(Region pointing data)

⟨

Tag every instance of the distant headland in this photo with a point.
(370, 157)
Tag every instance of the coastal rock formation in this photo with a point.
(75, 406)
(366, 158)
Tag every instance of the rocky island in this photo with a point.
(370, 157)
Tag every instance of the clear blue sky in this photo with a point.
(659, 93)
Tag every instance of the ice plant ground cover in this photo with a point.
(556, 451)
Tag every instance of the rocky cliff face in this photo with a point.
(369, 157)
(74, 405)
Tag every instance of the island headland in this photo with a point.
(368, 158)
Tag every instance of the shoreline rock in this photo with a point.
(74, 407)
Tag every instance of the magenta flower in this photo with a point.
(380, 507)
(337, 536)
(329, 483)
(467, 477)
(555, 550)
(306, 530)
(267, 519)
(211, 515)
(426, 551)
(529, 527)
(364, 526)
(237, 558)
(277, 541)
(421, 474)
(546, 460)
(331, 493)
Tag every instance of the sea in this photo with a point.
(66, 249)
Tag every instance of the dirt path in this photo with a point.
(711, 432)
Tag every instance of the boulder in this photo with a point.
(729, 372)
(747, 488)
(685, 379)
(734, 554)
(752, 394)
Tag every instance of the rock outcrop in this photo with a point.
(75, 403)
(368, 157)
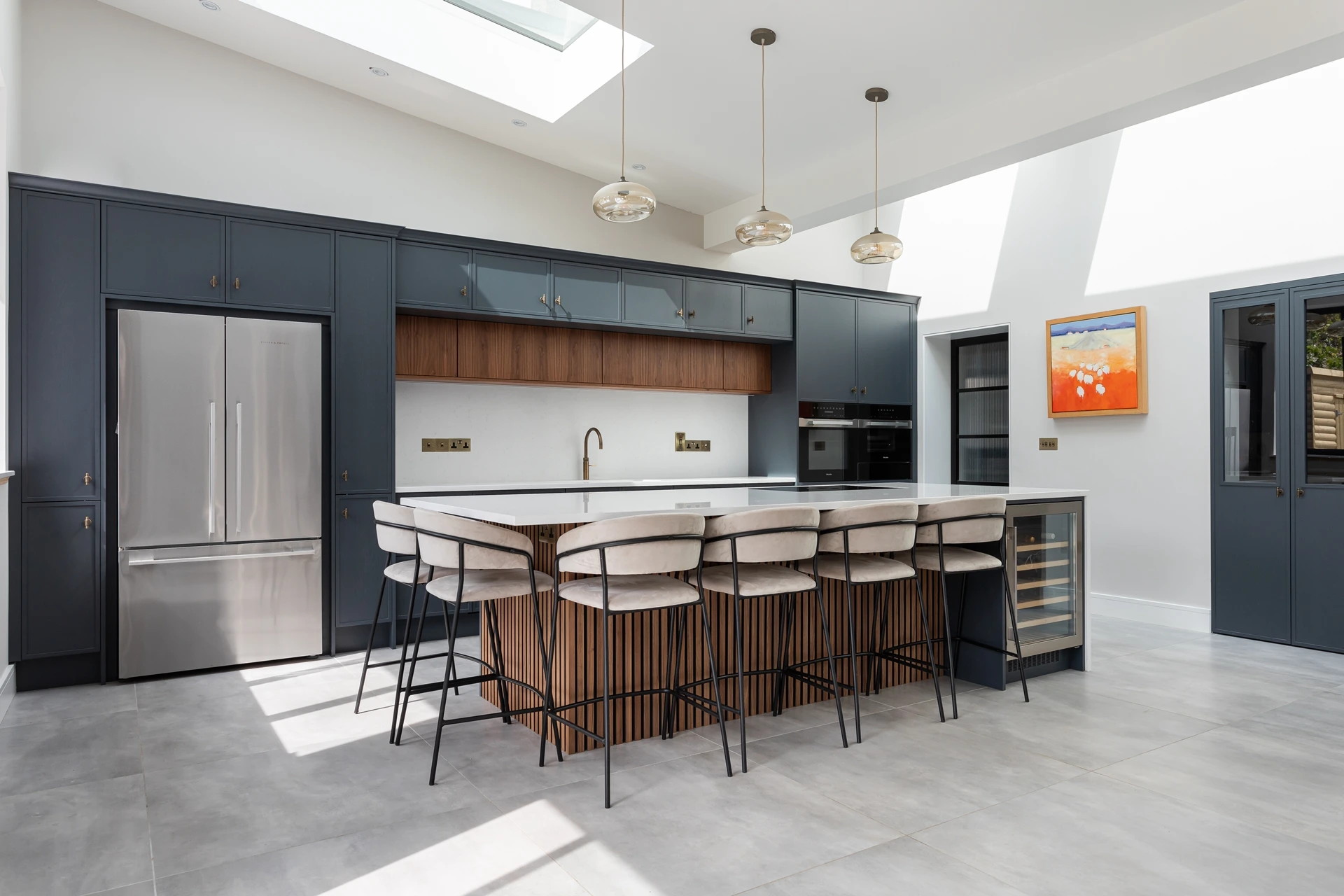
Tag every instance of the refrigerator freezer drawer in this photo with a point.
(218, 605)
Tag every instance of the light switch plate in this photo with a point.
(445, 445)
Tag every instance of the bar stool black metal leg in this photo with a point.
(854, 664)
(946, 637)
(714, 679)
(442, 699)
(1016, 641)
(831, 665)
(369, 650)
(742, 692)
(933, 660)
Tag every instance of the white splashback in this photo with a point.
(536, 433)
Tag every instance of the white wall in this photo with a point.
(1241, 191)
(536, 433)
(118, 99)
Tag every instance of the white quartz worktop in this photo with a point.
(594, 484)
(588, 507)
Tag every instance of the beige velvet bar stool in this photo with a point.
(945, 528)
(394, 526)
(748, 548)
(483, 564)
(625, 561)
(857, 546)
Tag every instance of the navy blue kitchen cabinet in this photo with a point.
(512, 285)
(886, 352)
(825, 346)
(433, 276)
(358, 564)
(363, 387)
(713, 305)
(654, 300)
(58, 574)
(280, 265)
(163, 253)
(57, 433)
(769, 312)
(587, 293)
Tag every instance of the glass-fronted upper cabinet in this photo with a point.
(1046, 564)
(1250, 449)
(1324, 390)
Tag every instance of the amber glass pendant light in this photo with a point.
(764, 227)
(875, 248)
(624, 202)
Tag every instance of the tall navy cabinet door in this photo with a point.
(886, 352)
(59, 349)
(59, 580)
(163, 253)
(358, 564)
(825, 348)
(363, 367)
(512, 285)
(1250, 479)
(1317, 451)
(280, 266)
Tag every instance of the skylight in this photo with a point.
(550, 22)
(456, 42)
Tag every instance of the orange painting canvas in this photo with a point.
(1097, 365)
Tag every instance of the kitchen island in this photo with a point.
(638, 640)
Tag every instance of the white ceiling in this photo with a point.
(974, 85)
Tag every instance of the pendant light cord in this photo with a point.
(762, 124)
(622, 89)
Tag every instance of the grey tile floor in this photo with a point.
(1182, 763)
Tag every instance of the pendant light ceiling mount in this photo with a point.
(764, 227)
(624, 202)
(875, 248)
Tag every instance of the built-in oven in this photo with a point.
(841, 442)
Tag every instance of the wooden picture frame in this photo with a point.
(1097, 365)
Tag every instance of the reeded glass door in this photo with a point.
(1250, 508)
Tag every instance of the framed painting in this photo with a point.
(1097, 365)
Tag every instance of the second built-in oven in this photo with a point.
(840, 442)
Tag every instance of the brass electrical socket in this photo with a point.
(445, 445)
(683, 444)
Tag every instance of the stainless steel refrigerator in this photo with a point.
(219, 491)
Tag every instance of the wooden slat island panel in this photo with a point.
(638, 650)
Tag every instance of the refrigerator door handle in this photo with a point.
(211, 475)
(307, 552)
(238, 507)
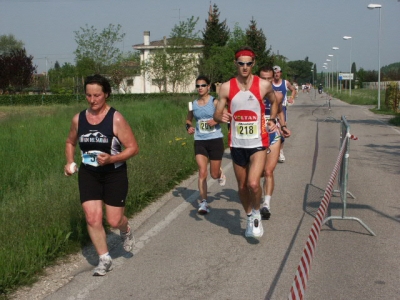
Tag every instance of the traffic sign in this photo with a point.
(346, 76)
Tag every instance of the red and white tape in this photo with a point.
(300, 279)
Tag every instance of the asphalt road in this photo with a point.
(181, 255)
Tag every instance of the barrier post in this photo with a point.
(343, 177)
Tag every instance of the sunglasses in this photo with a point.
(241, 63)
(200, 85)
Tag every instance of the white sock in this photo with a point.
(267, 200)
(105, 255)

⟩

#### Problem to solve
Omit the pictures, and please restate word for word the lines running from the line with "Tag every instance of the orange" to the end of the entries.

#### Solution
Tag every instance of the orange painting canvas in this photo with a point.
(1097, 365)
Tag every instance of the kitchen island in this photo with a point.
(638, 640)
Tag every instance of the white ceiling in this photo with a point.
(974, 85)
Tag every instance of the pendant light cord in this photo with a point.
(762, 124)
(622, 89)
Tag every instance of the grey tile floor in this photo with a point.
(1182, 763)
Tag every instance of the pendant light ceiling mount in this photo with a point.
(764, 227)
(624, 202)
(875, 248)
Tag every instance of the built-in oven in this photo with a point.
(841, 442)
Tag every instance of the wooden picture frame in this photo with a point.
(1097, 365)
Tag every instance of the reeded glass door in this photo with a point.
(1250, 508)
Tag every instance of the framed painting in this photo with a point.
(1097, 365)
Tag every instance of the second built-in oven in this photo with a point.
(840, 442)
Tag every instance of the brass electrical socket in this photo with a point.
(445, 445)
(683, 444)
Tag every instance of the stainless steel refrigerator in this photo with a point.
(219, 491)
Tag every instance of the wooden slat island panel in this photo with a point.
(638, 650)
Tag every instance of the refrigerator door handle in this photo with a point.
(211, 475)
(307, 552)
(238, 507)
Tag every instance of the traffic sign in this photo with a point.
(346, 76)
Tag every instance of the red and white tape in this photo with a point.
(300, 279)
Tag every instance of the asphalt road in this photo with a point.
(181, 255)
Tag every instance of the barrier post in this photo with a point.
(343, 177)
Tag every instance of the sunglasses in this photo with a point.
(241, 63)
(200, 85)
Tag every instance of the white sock in this photo with a point.
(267, 200)
(105, 255)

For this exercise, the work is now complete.